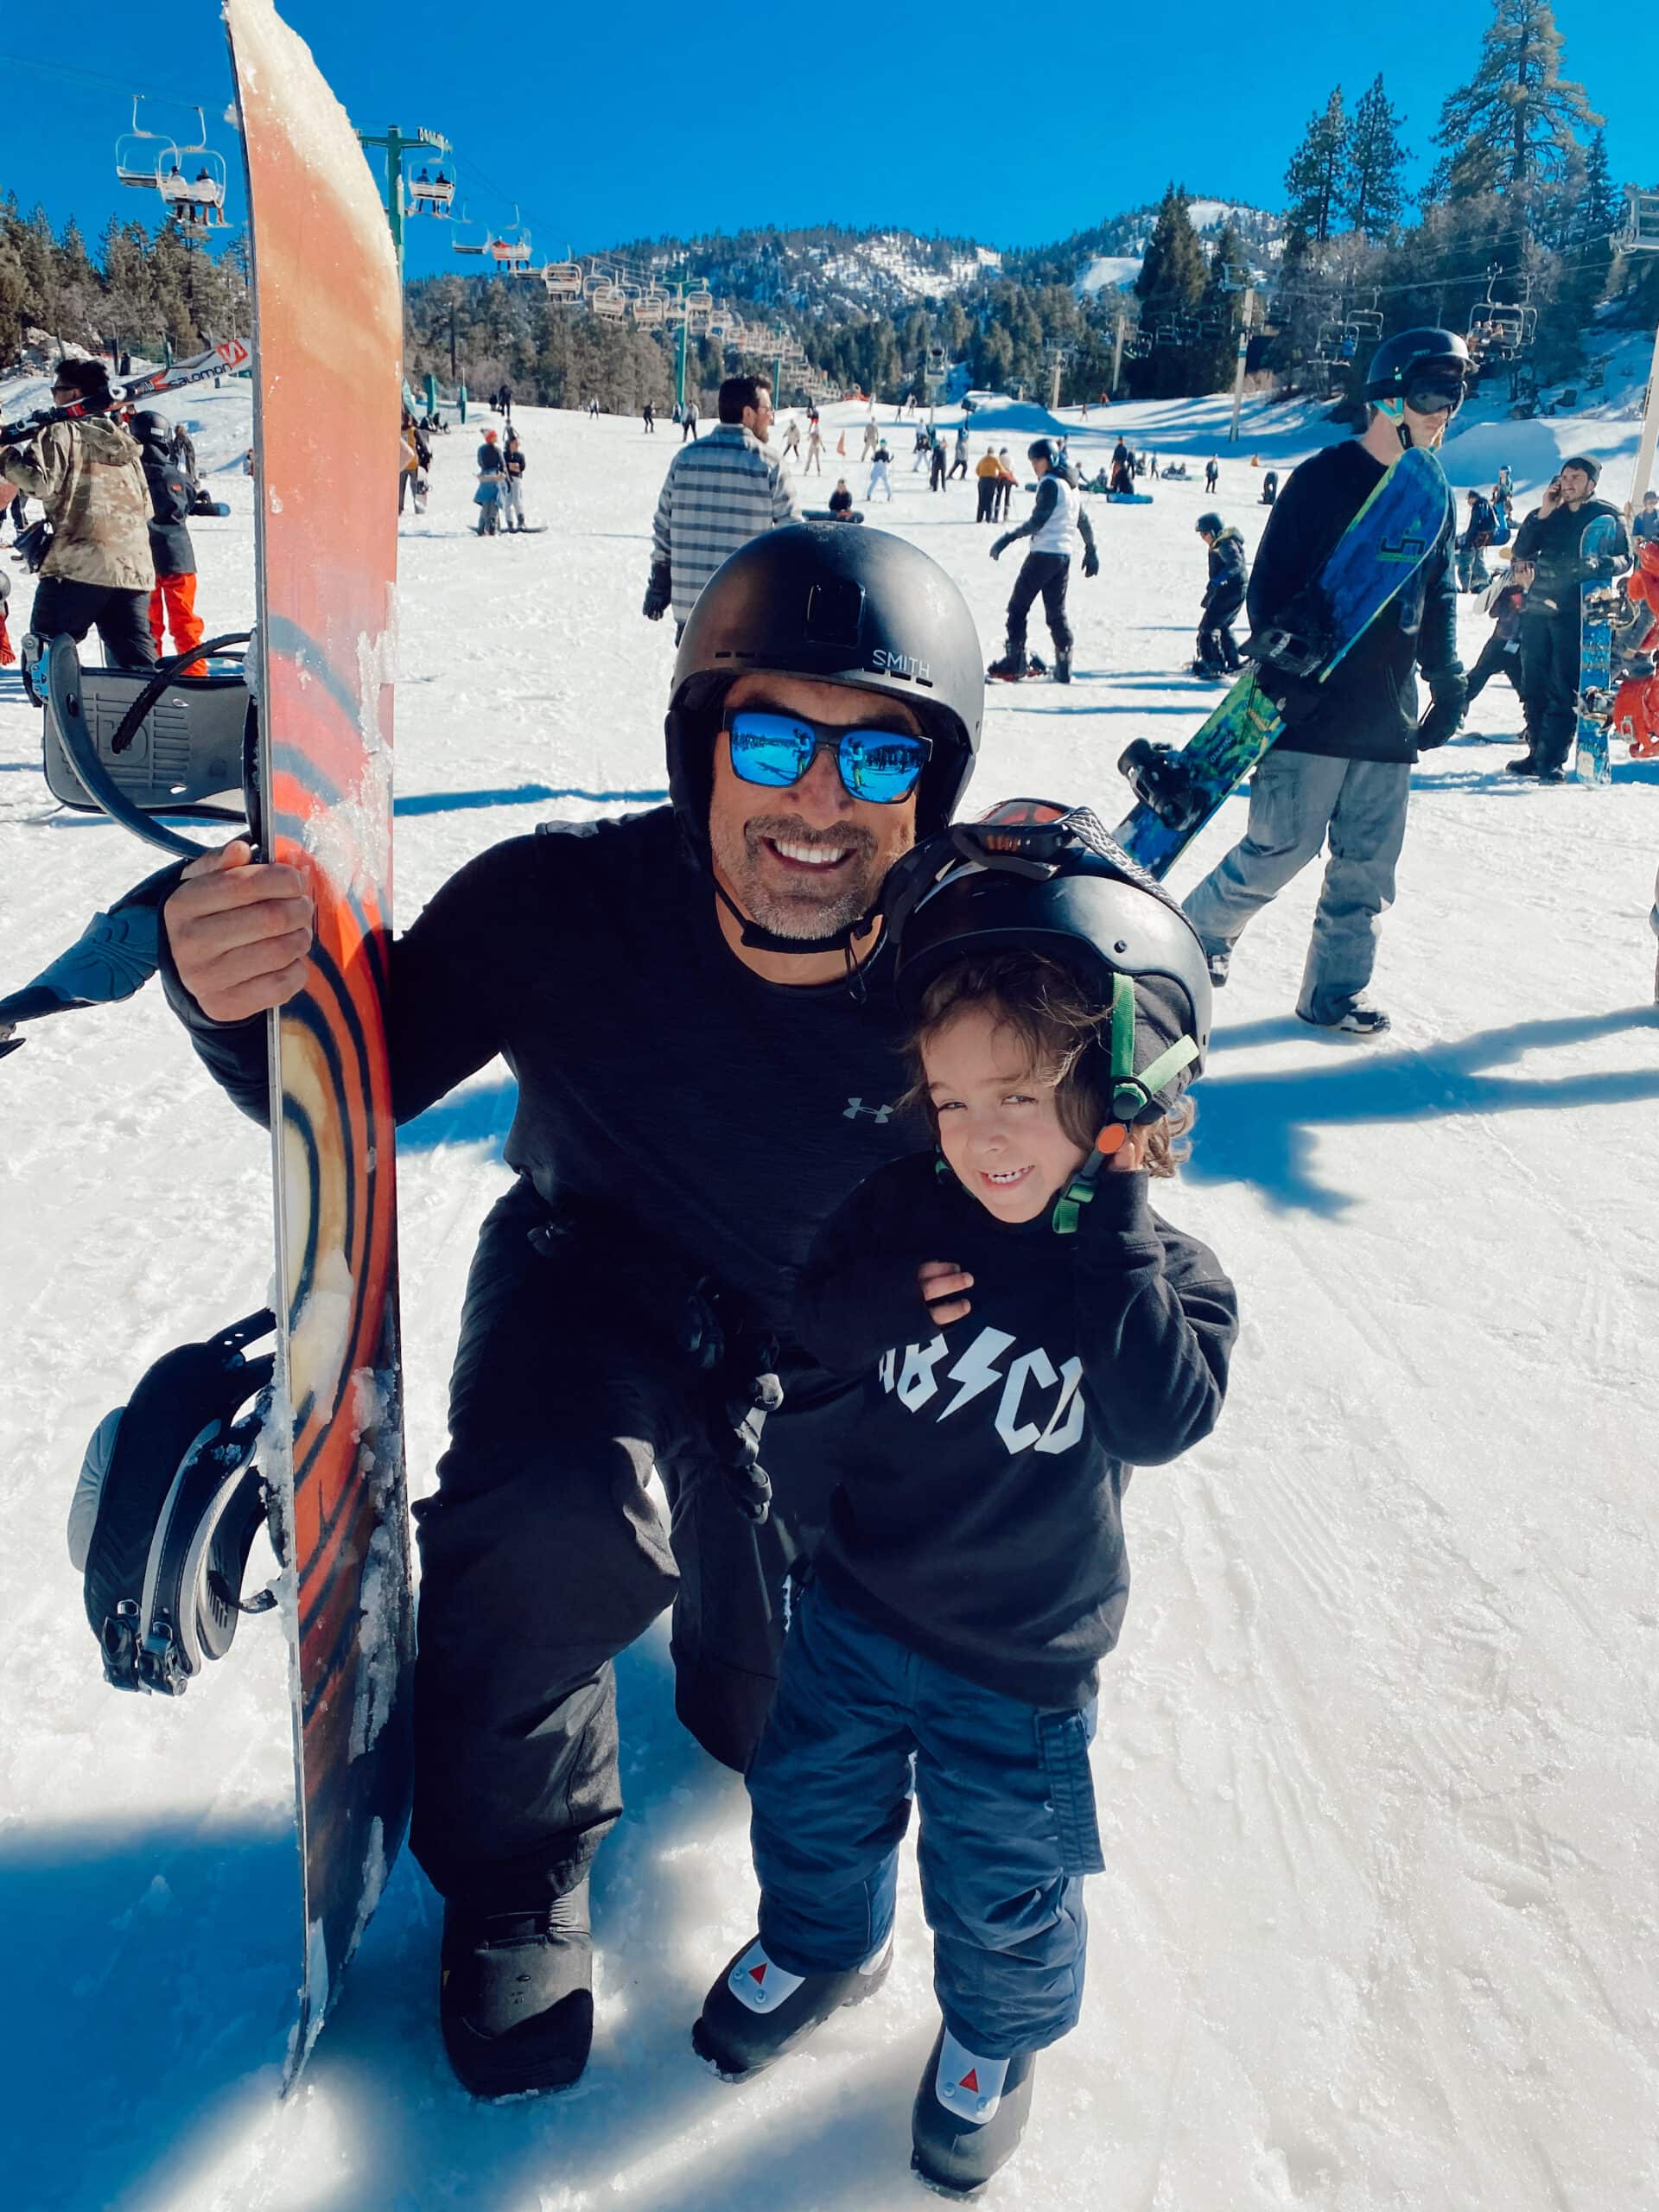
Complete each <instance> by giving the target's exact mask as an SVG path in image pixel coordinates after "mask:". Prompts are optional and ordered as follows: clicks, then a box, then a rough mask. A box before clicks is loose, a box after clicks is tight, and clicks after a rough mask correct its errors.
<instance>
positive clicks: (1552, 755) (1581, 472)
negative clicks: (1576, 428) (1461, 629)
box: [1504, 453, 1630, 783]
mask: <svg viewBox="0 0 1659 2212" xmlns="http://www.w3.org/2000/svg"><path fill="white" fill-rule="evenodd" d="M1599 476H1601V462H1599V460H1595V458H1593V456H1590V453H1575V456H1573V458H1571V460H1564V462H1562V467H1559V473H1557V476H1555V478H1553V482H1551V484H1546V487H1544V498H1542V500H1540V502H1537V507H1535V509H1533V511H1531V515H1526V520H1524V522H1522V526H1520V531H1517V533H1515V560H1526V562H1531V564H1533V588H1531V591H1528V593H1526V606H1524V608H1522V697H1524V701H1526V752H1524V754H1522V757H1520V759H1517V761H1504V768H1506V770H1509V774H1511V776H1535V779H1537V781H1540V783H1562V781H1564V779H1566V757H1568V752H1571V750H1573V741H1575V737H1577V726H1579V714H1577V695H1579V633H1582V624H1584V588H1586V584H1588V586H1590V588H1597V586H1606V584H1610V582H1613V580H1615V577H1617V575H1624V571H1626V568H1628V566H1630V538H1628V533H1626V526H1624V520H1621V515H1619V509H1617V507H1615V504H1613V502H1610V500H1597V498H1595V487H1597V480H1599ZM1604 515H1610V518H1613V522H1615V526H1617V535H1615V540H1613V549H1610V551H1608V553H1604V555H1590V557H1586V555H1584V531H1586V529H1588V526H1590V522H1595V520H1599V518H1604Z"/></svg>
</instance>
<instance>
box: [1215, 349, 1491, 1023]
mask: <svg viewBox="0 0 1659 2212" xmlns="http://www.w3.org/2000/svg"><path fill="white" fill-rule="evenodd" d="M1467 376H1469V349H1467V347H1464V343H1462V338H1460V336H1458V334H1455V332H1449V330H1407V332H1400V334H1398V336H1396V338H1387V341H1385V343H1383V345H1380V347H1378V352H1376V356H1374V358H1371V372H1369V376H1367V380H1365V394H1363V396H1365V398H1367V403H1369V409H1367V425H1365V431H1363V434H1360V436H1358V438H1349V440H1347V442H1345V445H1332V447H1325V451H1321V453H1314V456H1312V458H1310V460H1305V462H1303V465H1301V469H1296V471H1294V473H1292V476H1290V482H1287V484H1285V489H1283V491H1281V493H1279V500H1276V504H1274V509H1272V515H1270V518H1267V529H1265V531H1263V535H1261V544H1259V546H1256V566H1254V573H1252V577H1250V626H1252V630H1254V633H1256V635H1263V633H1265V630H1272V628H1279V626H1283V628H1290V630H1292V633H1296V630H1298V624H1303V622H1307V619H1310V613H1312V615H1314V617H1316V608H1314V611H1310V606H1307V599H1305V593H1307V586H1310V584H1312V580H1314V577H1316V575H1318V571H1321V568H1323V566H1325V560H1327V557H1329V553H1332V549H1334V546H1336V542H1338V538H1340V535H1343V531H1345V529H1347V524H1349V522H1352V520H1354V515H1356V513H1358V511H1360V507H1363V504H1365V500H1367V498H1369V495H1371V491H1376V484H1378V480H1380V476H1383V471H1385V469H1387V465H1389V462H1391V460H1394V458H1396V456H1398V453H1400V449H1402V447H1407V445H1422V447H1436V445H1440V440H1442V438H1444V434H1447V422H1449V420H1451V416H1453V414H1455V409H1458V407H1460V405H1462V398H1464V389H1467ZM1453 531H1455V511H1453V504H1451V495H1449V493H1447V513H1444V522H1442V526H1440V533H1438V538H1436V542H1433V546H1431V551H1429V557H1427V560H1425V562H1422V566H1420V568H1418V571H1416V575H1413V580H1411V582H1409V584H1407V588H1405V591H1402V593H1400V595H1398V597H1396V602H1394V606H1389V608H1387V613H1383V615H1378V619H1376V622H1374V624H1371V626H1369V628H1367V633H1365V635H1363V637H1360V639H1358V644H1356V646H1354V648H1352V650H1349V653H1347V657H1345V659H1343V661H1340V666H1338V668H1336V670H1334V672H1332V677H1329V679H1327V681H1325V684H1318V681H1314V679H1312V677H1310V679H1298V677H1290V675H1285V672H1281V670H1276V668H1274V666H1272V664H1263V670H1261V686H1263V690H1267V692H1270V697H1274V701H1276V706H1279V710H1281V714H1283V721H1285V730H1283V737H1279V741H1276V743H1274V748H1272V752H1270V754H1267V757H1265V759H1263V763H1261V768H1259V770H1256V774H1254V779H1252V783H1250V823H1248V827H1245V834H1243V841H1241V843H1239V845H1234V847H1232V852H1230V854H1228V856H1225V858H1223V860H1221V863H1219V865H1217V867H1214V869H1210V874H1208V876H1206V878H1203V883H1199V885H1197V889H1194V891H1192V894H1190V896H1188V900H1186V911H1188V916H1190V918H1192V925H1194V929H1197V931H1199V936H1201V938H1203V949H1206V951H1208V956H1210V973H1212V978H1214V980H1217V982H1225V975H1228V960H1230V956H1232V947H1234V942H1237V940H1239V933H1241V931H1243V929H1245V925H1248V922H1250V918H1252V916H1254V914H1259V911H1261V909H1263V907H1265V905H1267V900H1270V898H1274V896H1276V894H1279V891H1283V887H1285V885H1287V883H1290V880H1292V878H1294V876H1298V874H1301V872H1303V869H1305V867H1307V863H1310V860H1312V858H1314V856H1316V854H1318V852H1321V847H1323V845H1325V843H1327V838H1329V858H1327V863H1325V883H1323V887H1321V894H1318V911H1316V914H1314V940H1312V945H1310V947H1307V964H1305V969H1303V987H1301V995H1298V1000H1296V1013H1298V1015H1301V1018H1303V1020H1305V1022H1312V1024H1314V1026H1318V1029H1329V1031H1336V1033H1340V1035H1349V1037H1376V1035H1380V1033H1383V1031H1387V1026H1389V1018H1387V1013H1385V1011H1383V1009H1380V1006H1374V1004H1369V1002H1367V998H1365V991H1367V987H1369V982H1371V971H1374V967H1376V940H1378V929H1380V920H1383V916H1385V914H1387V909H1389V905H1391V902H1394V867H1396V863H1398V858H1400V847H1402V843H1405V810H1407V799H1409V794H1411V763H1413V761H1416V757H1418V752H1420V750H1427V748H1429V745H1444V741H1447V739H1449V737H1451V734H1453V732H1455V728H1458V723H1460V719H1462V708H1464V695H1467V684H1464V675H1462V661H1460V659H1458V593H1455V586H1453V577H1451V540H1453ZM1418 666H1420V668H1422V672H1425V677H1427V679H1429V692H1431V706H1429V712H1427V714H1425V717H1422V723H1418V699H1416V684H1413V668H1418Z"/></svg>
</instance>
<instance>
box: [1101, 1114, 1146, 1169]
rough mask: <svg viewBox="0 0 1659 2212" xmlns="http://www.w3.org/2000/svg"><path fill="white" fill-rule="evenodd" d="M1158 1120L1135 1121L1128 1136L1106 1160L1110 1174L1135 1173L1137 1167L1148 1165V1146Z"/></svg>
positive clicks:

EXERCISE DETAILS: The lines needed are those in the data above that hold the string "positive"; copy each of them.

SOLUTION FOR THIS EXERCISE:
positive clicks: (1552, 755) (1581, 472)
positive clicks:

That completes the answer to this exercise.